[Stated exercise]
Retype the material that follows, keeping every word as it is.

[Dataset rows]
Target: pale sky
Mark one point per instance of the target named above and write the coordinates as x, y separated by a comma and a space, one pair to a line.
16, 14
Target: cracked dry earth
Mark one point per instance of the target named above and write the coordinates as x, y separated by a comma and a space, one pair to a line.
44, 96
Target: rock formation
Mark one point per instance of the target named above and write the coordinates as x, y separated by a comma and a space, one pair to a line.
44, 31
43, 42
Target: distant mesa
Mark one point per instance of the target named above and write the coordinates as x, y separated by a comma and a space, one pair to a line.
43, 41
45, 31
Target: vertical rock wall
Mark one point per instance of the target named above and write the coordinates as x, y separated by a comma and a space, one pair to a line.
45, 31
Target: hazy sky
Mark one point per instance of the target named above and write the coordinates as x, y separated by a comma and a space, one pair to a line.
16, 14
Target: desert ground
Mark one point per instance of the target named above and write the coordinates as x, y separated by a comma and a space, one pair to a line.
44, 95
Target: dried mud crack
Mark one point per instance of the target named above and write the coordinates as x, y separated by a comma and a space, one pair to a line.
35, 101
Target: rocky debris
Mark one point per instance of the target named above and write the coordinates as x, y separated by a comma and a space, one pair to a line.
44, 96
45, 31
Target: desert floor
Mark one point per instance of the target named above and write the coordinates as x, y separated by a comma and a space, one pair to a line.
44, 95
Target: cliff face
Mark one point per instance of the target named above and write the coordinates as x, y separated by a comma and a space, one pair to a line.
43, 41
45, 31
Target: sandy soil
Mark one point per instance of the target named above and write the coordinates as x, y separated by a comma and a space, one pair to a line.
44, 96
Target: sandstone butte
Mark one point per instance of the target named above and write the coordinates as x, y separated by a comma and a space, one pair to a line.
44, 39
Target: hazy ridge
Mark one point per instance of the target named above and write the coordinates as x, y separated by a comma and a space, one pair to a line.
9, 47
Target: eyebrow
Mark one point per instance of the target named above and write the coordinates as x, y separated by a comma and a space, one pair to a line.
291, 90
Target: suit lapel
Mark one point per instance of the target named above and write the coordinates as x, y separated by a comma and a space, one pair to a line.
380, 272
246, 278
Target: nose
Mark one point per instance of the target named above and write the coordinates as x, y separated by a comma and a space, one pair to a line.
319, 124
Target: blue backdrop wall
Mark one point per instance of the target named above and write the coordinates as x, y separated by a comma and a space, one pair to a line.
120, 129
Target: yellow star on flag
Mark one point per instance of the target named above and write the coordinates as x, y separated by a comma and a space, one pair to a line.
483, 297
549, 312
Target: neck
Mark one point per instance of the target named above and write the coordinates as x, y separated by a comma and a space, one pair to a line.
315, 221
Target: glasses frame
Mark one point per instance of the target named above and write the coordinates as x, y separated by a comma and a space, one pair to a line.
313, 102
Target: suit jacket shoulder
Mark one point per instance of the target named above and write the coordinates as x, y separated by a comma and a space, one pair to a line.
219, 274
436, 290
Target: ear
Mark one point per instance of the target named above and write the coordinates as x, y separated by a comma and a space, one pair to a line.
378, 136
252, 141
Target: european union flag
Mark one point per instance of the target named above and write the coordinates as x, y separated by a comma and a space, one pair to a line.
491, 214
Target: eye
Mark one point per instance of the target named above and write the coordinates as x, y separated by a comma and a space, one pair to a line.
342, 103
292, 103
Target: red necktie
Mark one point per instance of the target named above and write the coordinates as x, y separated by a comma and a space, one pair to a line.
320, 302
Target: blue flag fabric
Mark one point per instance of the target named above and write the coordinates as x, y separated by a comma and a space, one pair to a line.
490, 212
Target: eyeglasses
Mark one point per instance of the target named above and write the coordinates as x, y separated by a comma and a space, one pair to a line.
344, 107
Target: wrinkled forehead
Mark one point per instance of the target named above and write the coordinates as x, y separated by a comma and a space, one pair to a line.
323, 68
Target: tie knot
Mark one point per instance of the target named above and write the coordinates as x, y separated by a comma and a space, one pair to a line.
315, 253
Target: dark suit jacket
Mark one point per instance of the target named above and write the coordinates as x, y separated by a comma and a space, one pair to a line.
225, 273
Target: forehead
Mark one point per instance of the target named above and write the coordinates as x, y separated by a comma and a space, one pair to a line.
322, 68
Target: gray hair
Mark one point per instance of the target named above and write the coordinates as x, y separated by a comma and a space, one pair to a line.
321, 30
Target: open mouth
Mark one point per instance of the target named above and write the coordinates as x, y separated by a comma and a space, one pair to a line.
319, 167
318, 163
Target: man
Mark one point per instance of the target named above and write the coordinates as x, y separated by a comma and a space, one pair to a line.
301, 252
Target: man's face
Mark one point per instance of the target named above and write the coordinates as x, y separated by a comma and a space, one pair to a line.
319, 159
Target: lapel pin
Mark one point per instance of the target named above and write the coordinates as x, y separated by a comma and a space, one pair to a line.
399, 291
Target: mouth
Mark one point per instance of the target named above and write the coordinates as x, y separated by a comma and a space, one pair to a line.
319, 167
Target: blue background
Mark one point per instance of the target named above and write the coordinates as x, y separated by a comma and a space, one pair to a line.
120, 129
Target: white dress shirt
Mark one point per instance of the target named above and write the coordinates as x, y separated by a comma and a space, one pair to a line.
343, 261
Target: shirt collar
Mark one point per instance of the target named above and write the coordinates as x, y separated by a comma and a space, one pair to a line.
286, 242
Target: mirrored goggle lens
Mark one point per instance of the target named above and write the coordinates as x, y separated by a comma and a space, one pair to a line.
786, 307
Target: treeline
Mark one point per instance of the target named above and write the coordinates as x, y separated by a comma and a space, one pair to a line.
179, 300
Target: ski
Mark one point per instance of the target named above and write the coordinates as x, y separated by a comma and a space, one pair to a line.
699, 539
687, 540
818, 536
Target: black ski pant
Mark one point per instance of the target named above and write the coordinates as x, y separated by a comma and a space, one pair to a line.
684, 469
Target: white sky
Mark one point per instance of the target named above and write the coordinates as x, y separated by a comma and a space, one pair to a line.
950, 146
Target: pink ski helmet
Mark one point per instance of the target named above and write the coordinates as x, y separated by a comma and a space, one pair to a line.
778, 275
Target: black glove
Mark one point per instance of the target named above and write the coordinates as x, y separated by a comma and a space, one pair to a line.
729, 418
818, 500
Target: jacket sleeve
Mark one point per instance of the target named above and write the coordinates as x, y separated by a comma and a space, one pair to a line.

[Solution below]
Target: pale sky
Mark one point per instance of the target named above and write the coordinates as x, y separated by a comma and a space, one pair to a line.
16, 14
Target: cracked dry earth
Mark one point per instance of the target named above and write the coordinates as x, y separated by a comma and a space, one pair to a line.
44, 96
Target: rock formation
Mark one point per instance of the target named above and write the coordinates as x, y separated by a comma and a space, one pair to a line.
44, 31
43, 42
Target: distant mesa
Mark one point per instance of the target named above and write the coordinates as x, y separated by a comma and a space, one pair to a line.
43, 41
45, 31
Target: vertical rock wall
Mark one point per instance of the target named above and write the coordinates as x, y separated by a comma and a space, one pair to a line.
45, 31
Target: hazy sky
Mark one point per instance of the target named above and write the coordinates as x, y separated by a comma and a space, one pair to a line.
16, 14
Target: desert ground
Mark one point per instance of the target named above and write the coordinates as x, y separated by a comma and a space, one pair to a line.
44, 95
Target: dried mud crack
Mark one point per instance of the target named above and write the coordinates as x, y separated by a comma and a space, one pair to a line.
35, 101
Target: rocky debris
Mark one point per instance of the target named above and write the coordinates as x, y separated by a comma and a space, one pair to a line.
44, 96
45, 31
Target: desert floor
Mark one point per instance of the target named above and write the coordinates as x, y separated by a comma and a space, one pair to a line.
44, 95
Target: cliff face
Mark one point per instance of the target named above and write the coordinates as x, y separated by a comma and a space, one pair to a line.
43, 41
45, 31
Target: sandy soil
Mark one point per instance of the target named above and write the coordinates as x, y separated by a comma and a space, one pair to a line.
44, 96
Target: sandstone butte
Mark one point per instance of the target named above and write the coordinates as x, y separated by a comma and a space, one pair to a line.
44, 39
Target: hazy ridge
Mark one point per instance of the target named above and write the coordinates as x, y separated by a comma and a space, one pair to a line.
9, 47
Target: eyebrow
Mark one point per instance of the target named above and write the coordinates as x, y separated by a comma and a space, one pair to a line.
291, 90
Target: suit lapel
Mark one point per instance of the target named above and write the coordinates as x, y separated by a comma and a space, one pair to a line.
380, 272
246, 278
Target: nose
Mark one point per instance of the target named above and write the coordinates as x, y separated by a comma and a space, one pair to a line.
319, 124
Target: blue backdrop wall
Mark one point per instance of the target named above and write the coordinates as x, y separated by a comma and a space, one pair to a line.
120, 129
Target: yellow star on flag
Mark one point per instance of the target named above and write the coordinates as x, y separated by a comma and a space, one pair to a line.
483, 297
549, 312
Target: neck
Mark one point per instance of the target named above and write the coordinates as x, y separated by a comma and a space, one pair to a line.
315, 221
Target: glasses frame
Mark one point per instance of the target named above and write the coordinates as x, y separated by a comma and a space, one pair to a line.
313, 102
Target: suit jacket shoulder
Mark one point per instance of the target named above and write the coordinates as x, y separated by a comma and a space, one pair to a line.
219, 274
436, 290
Target: ear
Mark one point per instance of the target named above and write the coordinates as x, y separated by a comma and a space, one pair to a line.
378, 136
252, 141
Target: european union flag
Mark one point per instance of the target named above and write the coordinates as x, y separated by a comma and a space, one pair to a line.
491, 214
Target: eye
Mark one point per instance of the target named above and write the coordinates as x, y separated by a comma and a space, one pair to a line.
342, 103
292, 103
Target: red necktie
Mark one point per instance of the target named above and write the coordinates as x, y separated by a comma and a space, one pair to a line.
320, 302
Target: blue flag fabric
Mark one point per instance of the target named above and write the coordinates as x, y separated by a comma and a space, one pair to a line.
490, 212
Target: eyeglasses
Mark one point per instance of the target named above and write the coordinates as x, y separated by a comma and a space, one pair to a line.
344, 107
Target: wrinkled forehead
Mark one point per instance of the target named above and write the coordinates as x, y separated by a comma and a space, one pair to a line.
323, 68
Target: tie knot
Mark one point per instance of the target named above and write the coordinates as x, y separated by a comma and a space, one pair to a line.
315, 253
Target: dark suit jacket
Mark one point per instance of the target named above and write the coordinates as x, y separated by a comma and a space, one pair to a line.
225, 273
Target: forehead
Mark one point per instance of the target named above and write the coordinates as x, y separated by a comma and a space, one pair to a line.
322, 68
Target: gray hair
Mark one point per instance of the target named above and write the coordinates as x, y separated by a comma and a space, one pair to a line.
321, 30
Target: open mouth
Mark one point per instance of the target named above and write the coordinates as x, y separated by a comma and a space, one pair to a line.
319, 167
318, 163
Target: man
Mark one point per instance of the target named above and write the coordinates as x, y separated by a comma and a space, one pair to a line.
301, 252
Target: man's face
Mark one point per instance of the target named above and write the coordinates as x, y separated by a comma and a space, one pair to a line.
319, 159
Target: lapel pin
Mark one point per instance of the target named above and write the coordinates as x, y separated by a comma and a space, one pair to a line.
399, 291
Target: mouth
Mark one point per instance of the target named above and write the coordinates as x, y separated by a comma and a space, one pair to a line.
319, 167
Target: blue background
Mark one point per instance of the target named above and write the coordinates as x, y separated by a comma and a space, one pair to a line.
120, 129
Target: white dress shirt
Mark one point per instance of the target named above and write the coordinates as x, y separated by a comma and a space, one pair to a line.
343, 261
Target: shirt collar
Mark one point per instance of the target named above and write the coordinates as x, y separated by a comma and a space, one pair to a line.
286, 242
Target: mirrored goggle lens
Mark one point per instance of the target named above and write the coordinates as x, y separated by a comma and a space, one pair to a line.
786, 307
Target: treeline
Mark one point per instance of the target named above and write the coordinates as x, y separated by a comma and a space, one pair to a line.
179, 300
Target: ski
Mark one point per instance of the target named above and write the coordinates as x, y separated by a comma and a space, one pair to a line.
699, 539
687, 540
818, 536
Target: black ski pant
Mark one point per instance of the target named above and write the coordinates as x, y separated by a comma and a space, one pair to a line.
684, 469
Target: white sky
Mark one point per instance of the target named above and write the coordinates as x, y separated by a comma and a space, one pair to a line.
950, 146
Target: pink ski helmet
Mark one point per instance of the target named above and write the coordinates as x, y separated by a comma and a space, one pair to a line.
778, 275
Target: black glove
Mark one point per instance of the target named above and write the coordinates as x, y separated by a comma and a space, one pair to a line.
729, 418
818, 500
Target: jacket sleeve
Mark one point per instance of the target named above and write the coordinates as x, y separated by a comma and a space, one pair to a line.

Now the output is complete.